§ Problem to solve
From the data that follows, pull out every line containing the word "slope", matching case exactly.

§ Listing
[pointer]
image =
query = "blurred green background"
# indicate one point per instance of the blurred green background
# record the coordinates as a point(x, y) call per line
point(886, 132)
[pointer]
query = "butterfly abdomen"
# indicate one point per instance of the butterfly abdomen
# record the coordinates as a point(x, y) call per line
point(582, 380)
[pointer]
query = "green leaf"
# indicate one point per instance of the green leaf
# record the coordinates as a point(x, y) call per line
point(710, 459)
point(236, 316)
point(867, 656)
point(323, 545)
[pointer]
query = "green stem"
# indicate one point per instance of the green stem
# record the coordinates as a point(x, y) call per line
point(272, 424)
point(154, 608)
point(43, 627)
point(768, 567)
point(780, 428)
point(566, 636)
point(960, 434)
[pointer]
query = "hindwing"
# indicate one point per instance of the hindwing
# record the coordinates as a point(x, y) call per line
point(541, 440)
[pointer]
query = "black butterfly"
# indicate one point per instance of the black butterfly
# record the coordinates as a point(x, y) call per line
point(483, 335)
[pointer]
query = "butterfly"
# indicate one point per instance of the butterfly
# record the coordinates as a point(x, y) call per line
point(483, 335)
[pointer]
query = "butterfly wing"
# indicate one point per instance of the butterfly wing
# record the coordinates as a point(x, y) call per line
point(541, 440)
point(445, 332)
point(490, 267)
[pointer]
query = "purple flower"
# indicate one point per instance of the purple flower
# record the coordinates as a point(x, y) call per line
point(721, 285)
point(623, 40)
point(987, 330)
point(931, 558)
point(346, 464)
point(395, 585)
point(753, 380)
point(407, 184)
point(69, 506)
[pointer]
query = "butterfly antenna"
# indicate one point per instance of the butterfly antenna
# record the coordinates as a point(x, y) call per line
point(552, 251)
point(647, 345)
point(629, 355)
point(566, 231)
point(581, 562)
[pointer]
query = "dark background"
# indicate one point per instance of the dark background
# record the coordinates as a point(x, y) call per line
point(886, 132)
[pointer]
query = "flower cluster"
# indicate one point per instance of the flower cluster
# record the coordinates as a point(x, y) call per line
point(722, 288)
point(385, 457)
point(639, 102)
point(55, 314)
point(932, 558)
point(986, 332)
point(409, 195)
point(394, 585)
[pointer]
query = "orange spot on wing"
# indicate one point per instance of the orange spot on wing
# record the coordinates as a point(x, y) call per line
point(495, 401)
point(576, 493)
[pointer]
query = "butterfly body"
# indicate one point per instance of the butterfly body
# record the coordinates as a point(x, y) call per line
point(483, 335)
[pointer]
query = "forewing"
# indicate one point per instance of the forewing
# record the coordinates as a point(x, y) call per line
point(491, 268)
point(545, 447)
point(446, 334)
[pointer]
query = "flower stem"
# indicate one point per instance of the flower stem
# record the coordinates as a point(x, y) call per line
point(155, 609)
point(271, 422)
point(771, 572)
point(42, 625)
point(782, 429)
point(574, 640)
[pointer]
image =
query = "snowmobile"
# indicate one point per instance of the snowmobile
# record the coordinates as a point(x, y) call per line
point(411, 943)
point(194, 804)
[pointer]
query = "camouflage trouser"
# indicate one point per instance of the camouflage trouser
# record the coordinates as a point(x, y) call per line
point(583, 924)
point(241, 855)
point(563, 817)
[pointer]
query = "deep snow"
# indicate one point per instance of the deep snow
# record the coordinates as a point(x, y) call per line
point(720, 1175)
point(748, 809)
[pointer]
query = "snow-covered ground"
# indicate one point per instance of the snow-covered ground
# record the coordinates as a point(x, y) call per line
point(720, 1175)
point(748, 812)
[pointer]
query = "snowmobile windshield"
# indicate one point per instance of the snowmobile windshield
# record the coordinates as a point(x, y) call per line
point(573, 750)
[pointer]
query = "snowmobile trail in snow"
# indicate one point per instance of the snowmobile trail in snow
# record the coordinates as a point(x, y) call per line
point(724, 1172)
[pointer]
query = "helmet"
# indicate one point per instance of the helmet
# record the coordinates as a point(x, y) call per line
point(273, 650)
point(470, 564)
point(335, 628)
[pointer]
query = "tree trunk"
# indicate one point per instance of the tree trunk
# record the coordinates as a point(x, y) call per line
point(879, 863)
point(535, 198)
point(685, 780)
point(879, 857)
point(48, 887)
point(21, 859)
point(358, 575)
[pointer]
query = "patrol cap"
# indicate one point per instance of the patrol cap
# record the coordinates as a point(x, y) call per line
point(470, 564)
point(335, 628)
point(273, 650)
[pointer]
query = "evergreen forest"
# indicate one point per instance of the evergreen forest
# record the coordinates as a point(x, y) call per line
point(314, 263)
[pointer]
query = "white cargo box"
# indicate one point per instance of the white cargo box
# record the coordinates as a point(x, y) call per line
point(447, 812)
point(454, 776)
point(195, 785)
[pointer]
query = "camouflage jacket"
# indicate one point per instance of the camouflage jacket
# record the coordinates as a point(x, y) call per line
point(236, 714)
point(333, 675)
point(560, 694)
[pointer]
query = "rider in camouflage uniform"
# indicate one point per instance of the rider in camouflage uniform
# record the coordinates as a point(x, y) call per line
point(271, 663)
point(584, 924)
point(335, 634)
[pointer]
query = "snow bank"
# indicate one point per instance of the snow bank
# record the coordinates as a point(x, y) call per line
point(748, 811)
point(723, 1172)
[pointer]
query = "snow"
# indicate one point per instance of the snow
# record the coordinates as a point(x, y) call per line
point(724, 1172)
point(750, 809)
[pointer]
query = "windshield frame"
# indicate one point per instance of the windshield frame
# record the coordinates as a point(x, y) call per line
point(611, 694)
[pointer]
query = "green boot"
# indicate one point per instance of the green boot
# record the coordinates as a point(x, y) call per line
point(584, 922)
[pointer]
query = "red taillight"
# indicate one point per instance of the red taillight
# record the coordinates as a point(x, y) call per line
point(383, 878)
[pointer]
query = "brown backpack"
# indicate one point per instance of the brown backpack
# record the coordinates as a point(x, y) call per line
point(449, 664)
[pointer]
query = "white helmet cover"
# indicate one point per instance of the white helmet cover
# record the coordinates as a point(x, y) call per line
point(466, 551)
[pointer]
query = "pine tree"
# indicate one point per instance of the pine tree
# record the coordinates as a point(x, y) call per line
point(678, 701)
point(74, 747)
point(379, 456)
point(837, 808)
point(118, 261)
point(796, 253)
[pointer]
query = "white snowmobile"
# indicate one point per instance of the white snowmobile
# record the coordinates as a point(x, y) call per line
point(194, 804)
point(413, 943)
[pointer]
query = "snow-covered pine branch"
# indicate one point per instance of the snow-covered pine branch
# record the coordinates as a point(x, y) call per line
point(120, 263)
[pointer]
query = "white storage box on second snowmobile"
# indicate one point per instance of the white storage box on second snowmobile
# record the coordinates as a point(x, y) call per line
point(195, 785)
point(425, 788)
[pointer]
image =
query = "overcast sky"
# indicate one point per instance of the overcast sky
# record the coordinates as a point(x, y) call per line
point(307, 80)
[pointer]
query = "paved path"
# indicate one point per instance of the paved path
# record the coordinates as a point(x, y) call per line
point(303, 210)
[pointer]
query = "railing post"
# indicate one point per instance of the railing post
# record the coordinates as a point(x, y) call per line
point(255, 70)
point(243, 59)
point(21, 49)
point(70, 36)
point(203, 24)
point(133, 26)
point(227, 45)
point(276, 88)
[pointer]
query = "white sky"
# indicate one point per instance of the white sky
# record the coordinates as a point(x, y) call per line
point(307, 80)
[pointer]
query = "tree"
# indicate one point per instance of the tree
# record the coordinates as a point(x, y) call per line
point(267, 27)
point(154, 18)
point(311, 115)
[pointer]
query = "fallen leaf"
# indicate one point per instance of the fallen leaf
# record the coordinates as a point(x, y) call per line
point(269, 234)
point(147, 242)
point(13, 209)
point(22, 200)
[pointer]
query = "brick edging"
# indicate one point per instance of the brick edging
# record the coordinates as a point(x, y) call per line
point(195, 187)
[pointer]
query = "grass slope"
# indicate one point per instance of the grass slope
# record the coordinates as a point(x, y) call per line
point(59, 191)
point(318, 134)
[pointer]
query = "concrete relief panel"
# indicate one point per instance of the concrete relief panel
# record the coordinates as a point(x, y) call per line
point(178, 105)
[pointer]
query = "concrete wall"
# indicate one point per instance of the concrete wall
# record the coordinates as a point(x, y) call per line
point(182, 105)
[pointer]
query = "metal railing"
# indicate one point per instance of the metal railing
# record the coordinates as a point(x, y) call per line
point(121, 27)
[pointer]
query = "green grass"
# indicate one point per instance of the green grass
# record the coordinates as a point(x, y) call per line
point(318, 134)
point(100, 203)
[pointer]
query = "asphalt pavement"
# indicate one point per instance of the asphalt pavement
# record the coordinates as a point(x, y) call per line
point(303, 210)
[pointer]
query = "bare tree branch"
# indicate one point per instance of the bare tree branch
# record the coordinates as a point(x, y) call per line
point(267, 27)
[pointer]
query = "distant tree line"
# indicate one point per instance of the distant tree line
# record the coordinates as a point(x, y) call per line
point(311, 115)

§ Answer
query = "grass slope"
# indicate one point per instance of the grass slope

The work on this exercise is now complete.